-------- Records for the task --------
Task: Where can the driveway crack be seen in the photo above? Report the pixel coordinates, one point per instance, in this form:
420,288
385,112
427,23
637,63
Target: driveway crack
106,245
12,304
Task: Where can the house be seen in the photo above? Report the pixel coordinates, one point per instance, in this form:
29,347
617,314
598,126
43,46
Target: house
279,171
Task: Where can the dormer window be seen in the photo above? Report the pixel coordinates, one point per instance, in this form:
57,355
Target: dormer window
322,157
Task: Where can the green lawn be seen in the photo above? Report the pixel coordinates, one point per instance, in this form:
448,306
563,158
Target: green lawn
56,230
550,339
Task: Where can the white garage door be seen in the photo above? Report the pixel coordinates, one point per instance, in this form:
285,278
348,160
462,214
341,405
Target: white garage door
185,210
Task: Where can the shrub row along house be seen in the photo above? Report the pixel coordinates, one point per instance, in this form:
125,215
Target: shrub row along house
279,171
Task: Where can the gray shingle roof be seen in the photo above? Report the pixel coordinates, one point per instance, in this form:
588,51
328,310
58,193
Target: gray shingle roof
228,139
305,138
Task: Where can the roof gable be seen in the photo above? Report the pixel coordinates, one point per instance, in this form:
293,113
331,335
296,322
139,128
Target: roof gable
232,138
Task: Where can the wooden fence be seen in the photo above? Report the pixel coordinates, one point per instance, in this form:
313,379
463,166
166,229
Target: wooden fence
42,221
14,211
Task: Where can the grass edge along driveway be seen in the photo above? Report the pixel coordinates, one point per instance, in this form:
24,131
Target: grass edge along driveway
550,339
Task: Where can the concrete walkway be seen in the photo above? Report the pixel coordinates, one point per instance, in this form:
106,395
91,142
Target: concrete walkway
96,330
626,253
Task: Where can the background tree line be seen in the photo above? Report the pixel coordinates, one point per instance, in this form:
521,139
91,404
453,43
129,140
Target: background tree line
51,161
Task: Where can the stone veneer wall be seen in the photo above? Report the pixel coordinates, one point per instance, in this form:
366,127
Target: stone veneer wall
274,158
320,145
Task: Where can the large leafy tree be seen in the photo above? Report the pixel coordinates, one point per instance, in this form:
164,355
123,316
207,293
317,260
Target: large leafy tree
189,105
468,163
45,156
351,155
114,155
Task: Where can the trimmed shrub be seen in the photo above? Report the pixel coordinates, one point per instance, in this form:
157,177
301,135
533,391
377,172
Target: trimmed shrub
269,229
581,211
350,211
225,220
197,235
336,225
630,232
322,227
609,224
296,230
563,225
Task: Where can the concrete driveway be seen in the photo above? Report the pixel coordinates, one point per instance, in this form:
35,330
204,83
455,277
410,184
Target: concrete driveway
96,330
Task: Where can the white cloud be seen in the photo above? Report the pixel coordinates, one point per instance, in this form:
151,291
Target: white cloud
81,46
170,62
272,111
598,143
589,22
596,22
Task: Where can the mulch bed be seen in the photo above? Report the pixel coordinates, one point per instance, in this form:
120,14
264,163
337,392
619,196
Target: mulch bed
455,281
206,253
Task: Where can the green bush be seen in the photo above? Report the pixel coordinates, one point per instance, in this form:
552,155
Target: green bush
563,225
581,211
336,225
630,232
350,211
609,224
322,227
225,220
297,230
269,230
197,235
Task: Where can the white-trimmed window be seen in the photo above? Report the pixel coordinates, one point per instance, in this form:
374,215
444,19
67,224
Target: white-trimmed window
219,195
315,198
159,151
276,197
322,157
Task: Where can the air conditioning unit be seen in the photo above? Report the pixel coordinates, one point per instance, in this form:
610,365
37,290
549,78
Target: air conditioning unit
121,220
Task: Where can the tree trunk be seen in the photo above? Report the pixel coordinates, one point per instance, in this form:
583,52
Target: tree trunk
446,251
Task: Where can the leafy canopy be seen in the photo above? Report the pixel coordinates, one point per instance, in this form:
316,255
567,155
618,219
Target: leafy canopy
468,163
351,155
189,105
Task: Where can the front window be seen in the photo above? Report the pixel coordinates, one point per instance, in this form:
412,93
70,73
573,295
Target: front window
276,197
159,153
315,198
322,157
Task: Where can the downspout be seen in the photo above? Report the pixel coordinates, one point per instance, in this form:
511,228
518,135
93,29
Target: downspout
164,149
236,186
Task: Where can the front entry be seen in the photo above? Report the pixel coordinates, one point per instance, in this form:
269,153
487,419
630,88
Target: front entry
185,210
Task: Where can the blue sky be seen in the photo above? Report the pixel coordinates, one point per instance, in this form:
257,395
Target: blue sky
--------
→ Task requirements: Put the material into a Markdown table, starting at the line containing "Task: Where can the air" and ending at the final line. Use a Row column for the line number and a Text column for the line itself, and leave out blank lines.

→ Result of the exercise:
| Row | Text |
|---|---|
| 1 | Task: Where can the air conditioning unit be seen in the photo above? Report the pixel coordinates, one point per instance, in this form: |
| 2 | 610,365 |
| 3 | 37,290 |
| 4 | 549,78 |
| 5 | Target: air conditioning unit |
| 6 | 121,220 |
| 7 | Task: Where can the tree trunk be seen in the photo above? Report the pixel coordinates, one point per instance, in this form: |
| 8 | 583,52 |
| 9 | Target: tree trunk |
| 10 | 446,251 |
| 11 | Task: Where can the leafy canopy be seen in the photo above? Report the pixel coordinates, one point per instance, in this form: |
| 12 | 316,255 |
| 13 | 567,155 |
| 14 | 618,219 |
| 15 | Target: leafy canopy |
| 16 | 468,163 |
| 17 | 351,155 |
| 18 | 189,105 |
| 19 | Task: Where can the front window be seen in the photo above? Report the pixel coordinates, one point per instance, in this form: |
| 20 | 412,93 |
| 21 | 70,73 |
| 22 | 573,295 |
| 23 | Target: front window |
| 24 | 276,197 |
| 25 | 159,153 |
| 26 | 315,198 |
| 27 | 322,157 |
| 28 | Task: Where can the downspout be seen in the photo above? Report the pixel coordinates, one point per instance, in this form: |
| 29 | 511,228 |
| 30 | 518,135 |
| 31 | 93,29 |
| 32 | Target: downspout |
| 33 | 164,149 |
| 34 | 236,186 |
| 35 | Task: Where can the front entry be seen in the photo above? Report the pixel coordinates, one point per instance, in this form: |
| 36 | 269,153 |
| 37 | 487,419 |
| 38 | 630,88 |
| 39 | Target: front entry |
| 40 | 185,210 |
| 41 | Task: Where can the blue sky be seen in the photo above? Report the pixel coordinates, one point per instance, in this form: |
| 42 | 257,395 |
| 43 | Target: blue sky |